- **EXERCISE DIRECTIONS**: Copy the data exactly. Images are to be left out.

Top of DATA

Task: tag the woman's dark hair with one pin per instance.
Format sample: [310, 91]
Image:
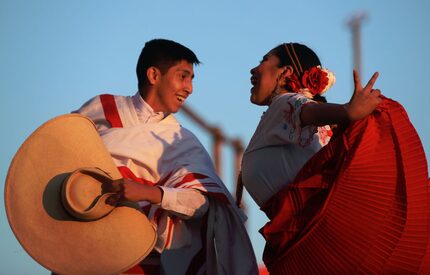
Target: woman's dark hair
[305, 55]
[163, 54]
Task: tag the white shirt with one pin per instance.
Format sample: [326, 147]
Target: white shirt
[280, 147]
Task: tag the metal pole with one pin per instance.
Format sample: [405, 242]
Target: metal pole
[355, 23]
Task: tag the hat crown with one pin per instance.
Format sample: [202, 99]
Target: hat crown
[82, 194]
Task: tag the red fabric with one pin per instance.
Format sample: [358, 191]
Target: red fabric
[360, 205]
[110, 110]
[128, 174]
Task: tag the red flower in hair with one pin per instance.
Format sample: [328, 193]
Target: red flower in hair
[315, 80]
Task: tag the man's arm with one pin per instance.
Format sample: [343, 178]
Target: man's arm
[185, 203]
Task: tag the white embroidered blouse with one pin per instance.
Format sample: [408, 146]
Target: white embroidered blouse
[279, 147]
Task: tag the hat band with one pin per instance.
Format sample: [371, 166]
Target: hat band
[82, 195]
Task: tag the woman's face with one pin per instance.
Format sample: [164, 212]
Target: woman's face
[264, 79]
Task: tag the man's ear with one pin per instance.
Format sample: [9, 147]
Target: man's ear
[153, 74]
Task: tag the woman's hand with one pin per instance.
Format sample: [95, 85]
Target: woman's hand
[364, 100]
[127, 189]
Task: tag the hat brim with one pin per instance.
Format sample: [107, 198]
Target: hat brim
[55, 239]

Bottom of DATA

- **RESULT FOR THIS TASK**:
Task: tag the woman's dark hair with one pin per instance.
Format sample: [310, 91]
Image:
Target: woman's dark hair
[305, 55]
[163, 54]
Task: tag the white shirt with one pin per instance.
Format sample: [326, 147]
Target: white shirt
[280, 147]
Task: tag the metal pole with one pin per instance.
Format sample: [405, 242]
Target: metal pole
[355, 23]
Task: tag the hat crown with one pin per instance.
Format sample: [202, 99]
Target: hat crown
[82, 194]
Task: tag the red fabric with one pin per instance.
Format sample: [358, 191]
Target: red fabric
[360, 205]
[110, 110]
[128, 174]
Task: tag the red flower in hair with one pin per instance.
Format sample: [328, 193]
Target: red flower in hair
[315, 80]
Task: tag the man's arm with one pin per instance.
Format sample: [343, 178]
Target: man's arm
[185, 203]
Task: tag the white embroidered blouse with one pin per instance.
Format sample: [408, 146]
Target: white embroidered blouse
[279, 147]
Task: tag the hat band with one pin per instance.
Format sample: [371, 166]
Target: hat band
[82, 195]
Task: tag the woman's face with one pin per instance.
Format sample: [164, 212]
Target: woman's face
[264, 79]
Task: tag the man's ear with one pin per instance.
Format sample: [9, 147]
Target: man's ear
[153, 74]
Task: tag the woman's hand with one pin per instance.
Format sample: [95, 85]
Target: woman's hand
[364, 100]
[127, 189]
Task: tag the hat brim with one pin per instance.
Format sample: [107, 198]
Target: hat brim
[55, 239]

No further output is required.